*REQUIRED ACTION*
Where the records below show a line containing "Need: place one point per instance of the suit", start copying; end with the line containing "Need: place one point per instance of the pink", and copy it too.

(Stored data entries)
%%

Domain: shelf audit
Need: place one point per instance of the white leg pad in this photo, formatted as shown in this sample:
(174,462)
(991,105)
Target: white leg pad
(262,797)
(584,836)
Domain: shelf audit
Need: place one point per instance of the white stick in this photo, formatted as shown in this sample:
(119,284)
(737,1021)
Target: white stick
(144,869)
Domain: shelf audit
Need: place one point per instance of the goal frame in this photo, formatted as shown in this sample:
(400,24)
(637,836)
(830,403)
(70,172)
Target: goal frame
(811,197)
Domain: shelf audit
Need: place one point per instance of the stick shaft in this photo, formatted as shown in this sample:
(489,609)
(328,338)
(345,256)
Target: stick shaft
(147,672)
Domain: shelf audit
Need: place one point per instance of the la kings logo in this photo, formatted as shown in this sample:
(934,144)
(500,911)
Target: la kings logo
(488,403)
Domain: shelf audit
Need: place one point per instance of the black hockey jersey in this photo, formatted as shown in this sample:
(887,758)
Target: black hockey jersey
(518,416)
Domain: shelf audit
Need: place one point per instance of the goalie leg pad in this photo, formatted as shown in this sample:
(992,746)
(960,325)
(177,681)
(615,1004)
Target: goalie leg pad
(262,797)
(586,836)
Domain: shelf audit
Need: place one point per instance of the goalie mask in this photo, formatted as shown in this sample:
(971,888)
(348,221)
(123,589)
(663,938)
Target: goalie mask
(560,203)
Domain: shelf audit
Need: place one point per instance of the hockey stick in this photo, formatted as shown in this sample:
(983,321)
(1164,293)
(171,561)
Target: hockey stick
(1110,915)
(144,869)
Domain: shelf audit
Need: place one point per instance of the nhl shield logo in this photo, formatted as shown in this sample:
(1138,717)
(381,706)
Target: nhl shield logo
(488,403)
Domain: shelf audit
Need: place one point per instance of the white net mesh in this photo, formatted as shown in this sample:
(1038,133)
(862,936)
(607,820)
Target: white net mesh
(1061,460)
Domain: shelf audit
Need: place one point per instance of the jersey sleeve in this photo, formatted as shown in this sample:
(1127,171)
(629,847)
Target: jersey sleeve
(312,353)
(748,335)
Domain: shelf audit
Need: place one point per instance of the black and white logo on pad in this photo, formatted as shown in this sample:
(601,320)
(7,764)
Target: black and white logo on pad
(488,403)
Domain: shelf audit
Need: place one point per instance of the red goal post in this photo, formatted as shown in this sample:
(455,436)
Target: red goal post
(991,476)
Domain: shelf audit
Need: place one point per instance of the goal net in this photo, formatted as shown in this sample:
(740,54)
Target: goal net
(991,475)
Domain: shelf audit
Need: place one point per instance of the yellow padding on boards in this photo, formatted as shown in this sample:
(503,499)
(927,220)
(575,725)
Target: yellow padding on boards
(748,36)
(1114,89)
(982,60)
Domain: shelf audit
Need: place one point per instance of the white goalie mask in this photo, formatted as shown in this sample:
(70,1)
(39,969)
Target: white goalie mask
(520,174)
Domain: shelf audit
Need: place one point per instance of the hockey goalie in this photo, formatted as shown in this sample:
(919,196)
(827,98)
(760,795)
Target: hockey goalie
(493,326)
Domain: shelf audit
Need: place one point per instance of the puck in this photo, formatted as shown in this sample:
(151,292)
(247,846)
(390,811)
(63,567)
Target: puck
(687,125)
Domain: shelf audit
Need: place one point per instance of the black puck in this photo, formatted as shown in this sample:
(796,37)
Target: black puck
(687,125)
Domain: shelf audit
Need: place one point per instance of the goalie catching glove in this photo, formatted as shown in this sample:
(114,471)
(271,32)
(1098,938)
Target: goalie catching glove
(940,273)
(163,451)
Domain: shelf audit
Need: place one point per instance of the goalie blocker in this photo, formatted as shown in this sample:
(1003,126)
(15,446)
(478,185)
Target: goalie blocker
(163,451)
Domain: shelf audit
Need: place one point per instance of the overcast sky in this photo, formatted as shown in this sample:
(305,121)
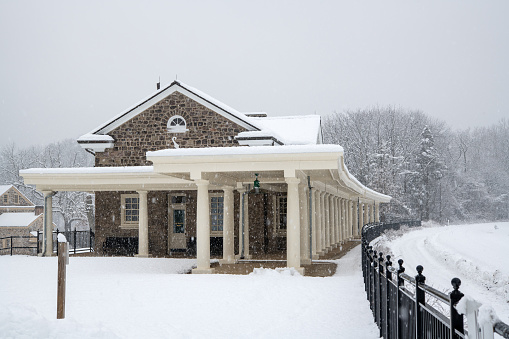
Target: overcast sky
(68,66)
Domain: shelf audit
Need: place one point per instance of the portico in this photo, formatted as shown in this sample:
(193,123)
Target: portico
(321,197)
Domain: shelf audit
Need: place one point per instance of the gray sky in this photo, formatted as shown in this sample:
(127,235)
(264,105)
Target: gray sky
(68,66)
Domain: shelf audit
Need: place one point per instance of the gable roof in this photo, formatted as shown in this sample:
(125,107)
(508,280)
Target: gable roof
(191,92)
(4,188)
(291,130)
(17,219)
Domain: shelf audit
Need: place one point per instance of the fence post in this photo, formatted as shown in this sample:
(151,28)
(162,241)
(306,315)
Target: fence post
(75,231)
(374,264)
(388,280)
(456,318)
(380,291)
(370,276)
(401,283)
(419,298)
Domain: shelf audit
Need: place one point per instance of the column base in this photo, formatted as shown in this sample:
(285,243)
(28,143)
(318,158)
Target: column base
(305,261)
(227,261)
(203,271)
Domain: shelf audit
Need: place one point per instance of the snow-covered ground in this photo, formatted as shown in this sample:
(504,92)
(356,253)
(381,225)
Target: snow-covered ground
(477,254)
(147,298)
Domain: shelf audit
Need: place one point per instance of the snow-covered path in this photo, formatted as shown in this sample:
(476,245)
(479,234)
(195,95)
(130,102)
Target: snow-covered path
(135,298)
(476,253)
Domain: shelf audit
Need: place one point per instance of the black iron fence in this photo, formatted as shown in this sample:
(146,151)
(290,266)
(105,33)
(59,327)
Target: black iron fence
(405,307)
(79,242)
(19,244)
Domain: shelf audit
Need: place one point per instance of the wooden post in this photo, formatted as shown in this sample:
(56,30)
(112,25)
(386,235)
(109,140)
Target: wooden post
(62,262)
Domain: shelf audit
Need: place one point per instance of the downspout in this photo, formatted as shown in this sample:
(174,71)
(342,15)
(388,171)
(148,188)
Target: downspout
(310,221)
(45,217)
(243,217)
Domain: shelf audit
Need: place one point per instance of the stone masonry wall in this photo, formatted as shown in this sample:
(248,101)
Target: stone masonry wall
(148,132)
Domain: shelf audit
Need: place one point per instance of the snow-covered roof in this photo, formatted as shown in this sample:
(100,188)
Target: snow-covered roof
(175,86)
(95,137)
(4,188)
(17,219)
(287,149)
(291,130)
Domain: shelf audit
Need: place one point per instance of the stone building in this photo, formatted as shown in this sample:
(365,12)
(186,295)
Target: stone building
(181,171)
(18,217)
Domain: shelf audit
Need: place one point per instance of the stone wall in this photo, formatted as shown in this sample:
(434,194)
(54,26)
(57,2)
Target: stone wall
(148,132)
(11,193)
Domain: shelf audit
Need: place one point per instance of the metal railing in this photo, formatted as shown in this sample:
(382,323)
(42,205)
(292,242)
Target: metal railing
(79,242)
(15,244)
(404,306)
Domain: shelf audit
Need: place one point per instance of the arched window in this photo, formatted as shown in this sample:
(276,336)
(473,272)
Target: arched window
(177,124)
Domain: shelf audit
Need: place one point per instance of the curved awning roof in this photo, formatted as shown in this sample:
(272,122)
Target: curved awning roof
(222,166)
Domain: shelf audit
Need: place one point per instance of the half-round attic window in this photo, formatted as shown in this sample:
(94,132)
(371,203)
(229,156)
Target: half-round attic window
(177,124)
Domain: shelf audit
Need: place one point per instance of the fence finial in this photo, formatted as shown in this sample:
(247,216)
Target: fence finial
(419,277)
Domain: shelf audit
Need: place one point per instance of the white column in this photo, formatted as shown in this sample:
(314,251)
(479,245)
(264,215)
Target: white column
(350,216)
(327,222)
(355,212)
(246,227)
(293,225)
(47,234)
(366,213)
(143,225)
(241,215)
(324,222)
(314,223)
(345,219)
(361,215)
(203,228)
(319,223)
(333,220)
(304,225)
(338,226)
(228,232)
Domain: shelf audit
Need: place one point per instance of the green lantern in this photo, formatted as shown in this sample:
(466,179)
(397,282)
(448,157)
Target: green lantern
(256,184)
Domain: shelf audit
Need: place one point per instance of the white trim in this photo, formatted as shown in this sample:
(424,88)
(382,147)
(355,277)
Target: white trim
(174,87)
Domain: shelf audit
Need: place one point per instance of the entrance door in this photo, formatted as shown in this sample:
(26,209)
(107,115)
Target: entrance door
(177,223)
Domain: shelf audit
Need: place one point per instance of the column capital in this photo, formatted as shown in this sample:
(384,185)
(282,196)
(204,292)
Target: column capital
(201,182)
(292,180)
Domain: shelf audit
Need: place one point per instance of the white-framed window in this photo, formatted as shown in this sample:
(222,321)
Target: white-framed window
(216,214)
(130,210)
(177,124)
(281,213)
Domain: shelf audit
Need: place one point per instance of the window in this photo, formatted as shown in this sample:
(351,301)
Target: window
(177,124)
(281,213)
(130,210)
(216,214)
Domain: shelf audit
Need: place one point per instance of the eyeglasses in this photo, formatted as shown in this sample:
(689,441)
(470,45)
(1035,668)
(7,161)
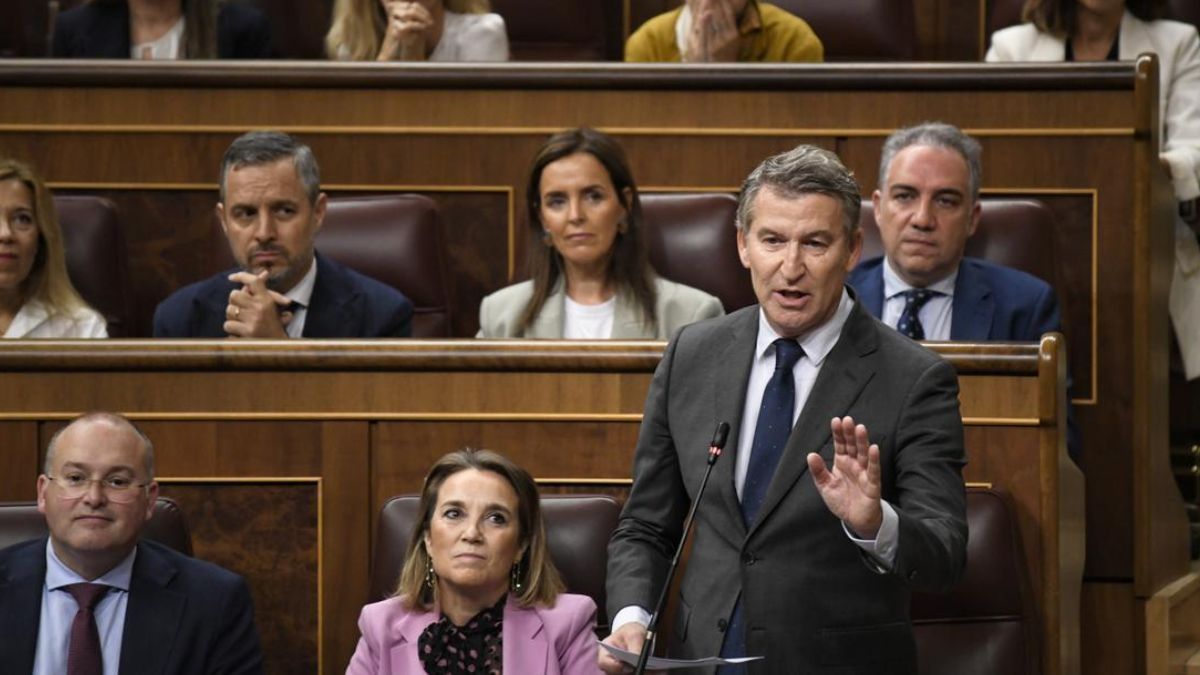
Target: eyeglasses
(119,489)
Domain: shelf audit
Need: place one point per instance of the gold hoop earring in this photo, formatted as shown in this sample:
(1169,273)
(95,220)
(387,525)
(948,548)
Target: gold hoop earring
(515,584)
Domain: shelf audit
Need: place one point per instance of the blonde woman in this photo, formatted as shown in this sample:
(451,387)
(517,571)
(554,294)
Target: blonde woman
(36,297)
(417,30)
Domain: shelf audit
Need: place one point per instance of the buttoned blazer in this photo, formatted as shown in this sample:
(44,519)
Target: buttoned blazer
(675,305)
(557,640)
(990,302)
(184,616)
(343,304)
(101,30)
(813,602)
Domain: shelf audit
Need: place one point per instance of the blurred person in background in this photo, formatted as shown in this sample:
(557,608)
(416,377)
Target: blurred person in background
(417,30)
(592,278)
(162,30)
(36,296)
(725,30)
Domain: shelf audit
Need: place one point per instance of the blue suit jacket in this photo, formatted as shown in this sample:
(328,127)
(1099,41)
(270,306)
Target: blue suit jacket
(343,304)
(101,30)
(185,616)
(990,302)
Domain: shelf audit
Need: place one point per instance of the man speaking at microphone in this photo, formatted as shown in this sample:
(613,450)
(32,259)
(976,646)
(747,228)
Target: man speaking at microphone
(811,572)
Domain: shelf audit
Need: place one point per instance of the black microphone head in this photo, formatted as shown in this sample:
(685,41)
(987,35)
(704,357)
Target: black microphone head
(721,435)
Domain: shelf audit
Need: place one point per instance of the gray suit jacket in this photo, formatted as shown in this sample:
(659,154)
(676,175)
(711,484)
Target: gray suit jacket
(676,305)
(813,602)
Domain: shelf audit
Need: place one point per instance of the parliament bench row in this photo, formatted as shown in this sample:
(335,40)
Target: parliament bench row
(399,239)
(984,626)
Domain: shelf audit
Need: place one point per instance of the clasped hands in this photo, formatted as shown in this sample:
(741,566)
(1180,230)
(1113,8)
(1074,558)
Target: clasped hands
(255,310)
(408,27)
(851,490)
(714,34)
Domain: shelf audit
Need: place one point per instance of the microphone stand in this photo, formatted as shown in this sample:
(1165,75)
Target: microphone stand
(714,452)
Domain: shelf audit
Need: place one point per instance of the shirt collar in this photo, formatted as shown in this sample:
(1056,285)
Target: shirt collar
(817,342)
(893,285)
(303,291)
(58,574)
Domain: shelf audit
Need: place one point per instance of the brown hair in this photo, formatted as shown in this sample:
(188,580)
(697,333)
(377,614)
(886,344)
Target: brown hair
(540,583)
(48,280)
(1057,17)
(359,27)
(629,266)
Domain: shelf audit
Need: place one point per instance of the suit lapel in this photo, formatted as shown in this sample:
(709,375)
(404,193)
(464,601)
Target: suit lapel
(843,376)
(154,614)
(21,598)
(973,305)
(526,649)
(329,314)
(549,322)
(870,290)
(730,381)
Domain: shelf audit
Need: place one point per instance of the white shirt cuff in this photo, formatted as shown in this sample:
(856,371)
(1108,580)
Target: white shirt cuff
(883,545)
(631,614)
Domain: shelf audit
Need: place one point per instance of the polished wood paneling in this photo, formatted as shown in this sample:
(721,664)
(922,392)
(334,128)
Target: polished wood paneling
(282,452)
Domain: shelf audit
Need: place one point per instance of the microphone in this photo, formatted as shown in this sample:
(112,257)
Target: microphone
(714,453)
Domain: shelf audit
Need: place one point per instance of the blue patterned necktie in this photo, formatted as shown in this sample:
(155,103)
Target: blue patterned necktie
(910,320)
(769,440)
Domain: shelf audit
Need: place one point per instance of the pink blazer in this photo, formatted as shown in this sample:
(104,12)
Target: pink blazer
(556,640)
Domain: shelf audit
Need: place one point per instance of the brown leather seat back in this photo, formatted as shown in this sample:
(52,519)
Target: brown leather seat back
(552,30)
(987,625)
(693,239)
(97,261)
(21,521)
(393,238)
(577,531)
(859,30)
(396,239)
(1017,233)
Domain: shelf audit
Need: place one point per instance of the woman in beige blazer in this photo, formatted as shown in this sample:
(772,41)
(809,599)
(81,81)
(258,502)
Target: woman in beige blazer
(591,274)
(1091,30)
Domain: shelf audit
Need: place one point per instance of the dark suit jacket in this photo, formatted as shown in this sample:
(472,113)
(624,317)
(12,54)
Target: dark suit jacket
(343,304)
(101,30)
(990,302)
(184,616)
(813,603)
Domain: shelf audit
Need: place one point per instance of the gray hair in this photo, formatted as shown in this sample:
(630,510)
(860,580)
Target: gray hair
(937,135)
(111,418)
(804,169)
(258,148)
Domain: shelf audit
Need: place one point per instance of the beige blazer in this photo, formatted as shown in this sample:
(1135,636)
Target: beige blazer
(676,305)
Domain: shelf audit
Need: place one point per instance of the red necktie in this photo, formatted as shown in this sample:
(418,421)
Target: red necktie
(83,653)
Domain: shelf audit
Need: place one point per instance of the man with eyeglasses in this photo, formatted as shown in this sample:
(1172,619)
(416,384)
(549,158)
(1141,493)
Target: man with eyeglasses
(91,598)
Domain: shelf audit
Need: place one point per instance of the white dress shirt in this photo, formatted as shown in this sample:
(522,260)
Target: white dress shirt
(39,320)
(301,293)
(59,609)
(939,311)
(817,345)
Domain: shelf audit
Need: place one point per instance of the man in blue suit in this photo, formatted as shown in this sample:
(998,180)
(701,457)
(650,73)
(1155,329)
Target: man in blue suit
(927,207)
(91,598)
(270,209)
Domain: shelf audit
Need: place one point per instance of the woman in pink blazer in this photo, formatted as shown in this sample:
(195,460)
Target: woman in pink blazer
(478,587)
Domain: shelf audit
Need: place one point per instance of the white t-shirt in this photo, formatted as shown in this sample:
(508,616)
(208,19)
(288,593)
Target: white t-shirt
(588,322)
(166,48)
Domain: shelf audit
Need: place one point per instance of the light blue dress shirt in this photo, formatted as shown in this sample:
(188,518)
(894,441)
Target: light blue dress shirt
(59,609)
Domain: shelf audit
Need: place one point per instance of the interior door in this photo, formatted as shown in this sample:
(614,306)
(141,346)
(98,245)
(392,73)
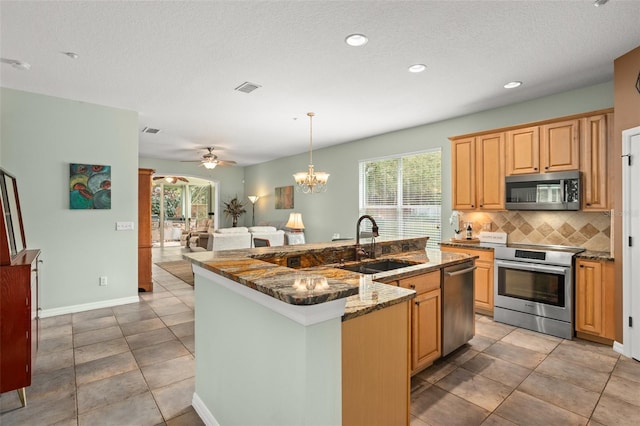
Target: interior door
(631,230)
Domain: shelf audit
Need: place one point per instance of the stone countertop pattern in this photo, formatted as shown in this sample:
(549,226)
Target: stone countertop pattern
(462,244)
(278,281)
(588,254)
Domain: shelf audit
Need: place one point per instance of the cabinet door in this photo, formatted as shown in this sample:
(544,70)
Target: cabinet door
(589,296)
(463,174)
(483,287)
(490,171)
(559,147)
(523,151)
(425,330)
(593,153)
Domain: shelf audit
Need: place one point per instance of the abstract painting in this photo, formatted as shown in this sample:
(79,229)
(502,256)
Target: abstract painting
(284,197)
(89,186)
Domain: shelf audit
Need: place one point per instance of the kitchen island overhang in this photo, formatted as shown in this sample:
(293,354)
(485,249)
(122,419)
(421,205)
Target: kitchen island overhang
(261,359)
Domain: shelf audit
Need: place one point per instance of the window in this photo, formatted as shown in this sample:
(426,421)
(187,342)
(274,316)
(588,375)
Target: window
(404,195)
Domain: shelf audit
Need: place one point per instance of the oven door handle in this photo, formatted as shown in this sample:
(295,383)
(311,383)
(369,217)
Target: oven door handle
(530,267)
(460,272)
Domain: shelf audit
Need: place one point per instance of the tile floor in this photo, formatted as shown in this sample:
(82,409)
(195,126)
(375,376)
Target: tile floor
(134,365)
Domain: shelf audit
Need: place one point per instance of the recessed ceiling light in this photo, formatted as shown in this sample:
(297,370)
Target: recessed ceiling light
(513,84)
(19,65)
(356,40)
(417,68)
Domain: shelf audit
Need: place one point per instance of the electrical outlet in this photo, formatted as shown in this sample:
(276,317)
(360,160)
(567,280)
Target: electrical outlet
(124,226)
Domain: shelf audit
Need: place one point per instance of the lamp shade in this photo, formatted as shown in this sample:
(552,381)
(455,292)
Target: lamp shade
(295,221)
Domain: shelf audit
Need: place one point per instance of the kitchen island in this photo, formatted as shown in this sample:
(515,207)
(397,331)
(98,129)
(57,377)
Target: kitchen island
(270,338)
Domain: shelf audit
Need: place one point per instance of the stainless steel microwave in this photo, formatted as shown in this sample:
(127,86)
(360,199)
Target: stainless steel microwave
(543,191)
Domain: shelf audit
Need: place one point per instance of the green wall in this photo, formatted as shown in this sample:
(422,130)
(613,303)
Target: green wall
(41,136)
(336,210)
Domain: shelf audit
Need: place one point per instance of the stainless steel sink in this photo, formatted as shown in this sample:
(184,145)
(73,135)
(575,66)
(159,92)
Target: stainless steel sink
(377,266)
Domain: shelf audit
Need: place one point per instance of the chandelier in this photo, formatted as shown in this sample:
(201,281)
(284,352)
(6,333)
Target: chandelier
(311,181)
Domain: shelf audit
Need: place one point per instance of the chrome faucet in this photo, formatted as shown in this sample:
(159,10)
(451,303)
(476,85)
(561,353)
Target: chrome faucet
(360,253)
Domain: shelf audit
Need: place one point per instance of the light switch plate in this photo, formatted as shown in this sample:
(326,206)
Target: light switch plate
(124,226)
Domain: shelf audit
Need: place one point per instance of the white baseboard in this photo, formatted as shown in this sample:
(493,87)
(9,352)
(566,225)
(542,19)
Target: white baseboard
(205,415)
(45,313)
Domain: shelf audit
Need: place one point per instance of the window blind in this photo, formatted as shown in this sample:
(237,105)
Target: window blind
(403,194)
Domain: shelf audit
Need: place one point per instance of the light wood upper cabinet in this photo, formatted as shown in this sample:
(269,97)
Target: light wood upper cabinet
(594,142)
(490,158)
(595,313)
(523,151)
(552,147)
(463,155)
(478,172)
(559,146)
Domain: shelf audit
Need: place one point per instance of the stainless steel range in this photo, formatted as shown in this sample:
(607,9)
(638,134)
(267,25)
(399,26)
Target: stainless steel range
(533,287)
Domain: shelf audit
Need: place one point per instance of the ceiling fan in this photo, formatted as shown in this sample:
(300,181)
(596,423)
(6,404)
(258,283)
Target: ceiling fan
(171,179)
(210,160)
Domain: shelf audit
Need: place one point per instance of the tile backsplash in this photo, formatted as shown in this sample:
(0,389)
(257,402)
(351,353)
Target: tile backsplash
(582,229)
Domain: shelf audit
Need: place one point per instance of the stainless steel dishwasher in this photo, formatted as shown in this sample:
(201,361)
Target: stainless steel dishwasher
(458,321)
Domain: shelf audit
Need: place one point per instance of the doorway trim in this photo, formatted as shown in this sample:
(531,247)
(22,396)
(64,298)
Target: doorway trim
(626,348)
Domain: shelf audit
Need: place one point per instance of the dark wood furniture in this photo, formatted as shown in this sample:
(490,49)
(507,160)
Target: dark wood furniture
(18,294)
(145,283)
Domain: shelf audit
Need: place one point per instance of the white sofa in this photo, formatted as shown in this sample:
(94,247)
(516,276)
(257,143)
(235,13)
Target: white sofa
(239,237)
(275,236)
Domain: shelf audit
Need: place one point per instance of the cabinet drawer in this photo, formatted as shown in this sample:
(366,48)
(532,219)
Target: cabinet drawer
(422,283)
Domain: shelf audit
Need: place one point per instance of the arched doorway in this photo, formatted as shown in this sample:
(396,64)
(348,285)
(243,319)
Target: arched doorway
(180,204)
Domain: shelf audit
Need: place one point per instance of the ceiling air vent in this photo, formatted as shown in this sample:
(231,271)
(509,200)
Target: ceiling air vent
(247,87)
(150,130)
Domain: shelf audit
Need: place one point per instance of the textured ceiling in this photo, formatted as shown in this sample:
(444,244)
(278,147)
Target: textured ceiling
(177,64)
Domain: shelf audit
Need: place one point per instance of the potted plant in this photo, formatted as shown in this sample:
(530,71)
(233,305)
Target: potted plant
(235,209)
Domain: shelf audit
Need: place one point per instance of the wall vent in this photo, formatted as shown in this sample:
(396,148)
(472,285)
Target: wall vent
(247,87)
(150,130)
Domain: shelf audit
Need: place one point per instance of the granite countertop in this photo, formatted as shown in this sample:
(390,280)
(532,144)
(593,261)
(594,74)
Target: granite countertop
(588,254)
(596,255)
(278,281)
(462,244)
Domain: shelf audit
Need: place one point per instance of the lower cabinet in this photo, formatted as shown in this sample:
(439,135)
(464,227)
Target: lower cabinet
(595,315)
(375,367)
(425,330)
(483,277)
(426,319)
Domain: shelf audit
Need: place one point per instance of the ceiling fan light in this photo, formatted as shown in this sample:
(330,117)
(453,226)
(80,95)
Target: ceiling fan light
(356,40)
(210,165)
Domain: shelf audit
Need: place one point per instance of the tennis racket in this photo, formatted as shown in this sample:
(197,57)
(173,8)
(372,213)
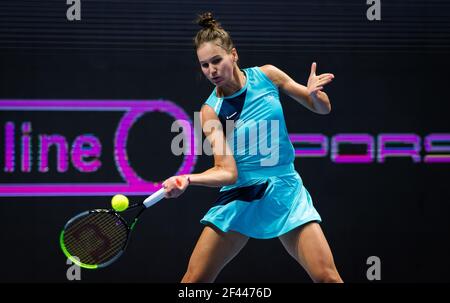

%%

*ANSWER FOR THE TASK*
Need: place one point per instance of the suit lapel in this photo, formatted as shown in this sample:
(709,375)
(404,193)
(464,601)
Target: suit lapel
(843,376)
(154,614)
(21,598)
(973,305)
(526,649)
(329,314)
(549,322)
(870,290)
(730,381)
Domain: shelf audit
Need: place one point per instance of the white shirt cuff in this photo, formatted as shown in this sample:
(856,371)
(1108,580)
Target: white shirt cuff
(883,545)
(631,614)
Domain: shelf audit
Need: place one point per instance of the polished wood paneling in this photo, formatted as shown in this sample:
(721,664)
(922,392)
(334,128)
Target: polished wood paneling
(282,452)
Domain: shelf audit
Need: place one point per instance of the microphone in this photo, formatted as shown in this sample:
(112,257)
Target: microphone
(714,453)
Domain: shelf audit
Need: place one point per instance of the blue patterned necktie in this photo, formatted as shown in this sample:
(155,103)
Target: blue patterned necktie
(910,320)
(769,440)
Domain: shelf audit
Need: place one point per instance of the pink blazer in this photo, formatted as shown in this sample:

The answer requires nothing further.